(Collection entries)
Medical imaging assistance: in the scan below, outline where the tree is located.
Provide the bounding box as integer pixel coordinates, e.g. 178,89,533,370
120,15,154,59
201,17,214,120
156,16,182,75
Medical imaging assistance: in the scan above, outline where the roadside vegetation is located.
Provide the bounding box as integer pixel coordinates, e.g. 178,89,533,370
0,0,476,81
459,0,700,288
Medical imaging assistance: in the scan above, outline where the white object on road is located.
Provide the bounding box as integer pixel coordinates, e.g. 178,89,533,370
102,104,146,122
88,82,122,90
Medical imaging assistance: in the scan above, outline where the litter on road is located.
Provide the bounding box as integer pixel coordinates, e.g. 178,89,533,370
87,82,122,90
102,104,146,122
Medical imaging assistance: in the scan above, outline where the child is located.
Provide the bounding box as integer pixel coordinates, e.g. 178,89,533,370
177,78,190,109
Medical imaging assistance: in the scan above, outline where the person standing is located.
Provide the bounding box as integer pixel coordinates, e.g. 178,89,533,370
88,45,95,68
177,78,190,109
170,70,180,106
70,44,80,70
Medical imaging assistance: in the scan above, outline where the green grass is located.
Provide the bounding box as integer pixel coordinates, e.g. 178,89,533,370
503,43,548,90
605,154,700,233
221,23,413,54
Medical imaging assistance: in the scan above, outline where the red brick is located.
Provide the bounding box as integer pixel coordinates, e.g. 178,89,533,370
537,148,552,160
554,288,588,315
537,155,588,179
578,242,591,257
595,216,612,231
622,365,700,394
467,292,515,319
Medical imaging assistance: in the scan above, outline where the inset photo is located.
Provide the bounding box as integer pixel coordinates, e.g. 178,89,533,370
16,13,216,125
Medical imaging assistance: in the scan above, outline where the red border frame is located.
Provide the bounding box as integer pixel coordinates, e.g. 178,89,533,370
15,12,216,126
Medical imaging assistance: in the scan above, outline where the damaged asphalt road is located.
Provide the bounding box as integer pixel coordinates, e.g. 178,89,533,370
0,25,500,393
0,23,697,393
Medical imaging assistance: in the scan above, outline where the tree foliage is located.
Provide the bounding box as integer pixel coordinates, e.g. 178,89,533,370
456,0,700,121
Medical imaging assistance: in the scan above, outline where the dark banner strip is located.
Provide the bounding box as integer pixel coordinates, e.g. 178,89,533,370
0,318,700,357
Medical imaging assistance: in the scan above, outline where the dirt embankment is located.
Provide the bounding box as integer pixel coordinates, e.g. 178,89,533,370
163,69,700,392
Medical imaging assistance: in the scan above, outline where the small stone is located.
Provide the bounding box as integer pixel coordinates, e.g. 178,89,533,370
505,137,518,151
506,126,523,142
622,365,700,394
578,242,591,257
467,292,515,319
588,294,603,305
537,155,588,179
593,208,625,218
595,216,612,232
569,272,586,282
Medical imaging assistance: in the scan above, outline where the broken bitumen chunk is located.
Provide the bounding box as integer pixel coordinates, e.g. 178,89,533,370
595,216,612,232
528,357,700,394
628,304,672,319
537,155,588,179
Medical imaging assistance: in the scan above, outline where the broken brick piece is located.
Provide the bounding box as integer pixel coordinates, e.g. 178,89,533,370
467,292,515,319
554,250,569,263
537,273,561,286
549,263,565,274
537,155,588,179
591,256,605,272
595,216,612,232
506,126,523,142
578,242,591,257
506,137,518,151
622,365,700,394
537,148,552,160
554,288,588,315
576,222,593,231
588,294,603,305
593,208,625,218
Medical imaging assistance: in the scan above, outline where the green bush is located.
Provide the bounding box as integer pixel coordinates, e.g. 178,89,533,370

**Task objective:**
Which lines in the rows above contain the word "tree"? Pull out each of them in full, counting only matches with the same capitalization.

**Solution to this problem:**
Medical imaging assistance: in the scan below, outline where the tree is located.
Medical imaging assistance: in the scan above, outline where the tree foliage is located.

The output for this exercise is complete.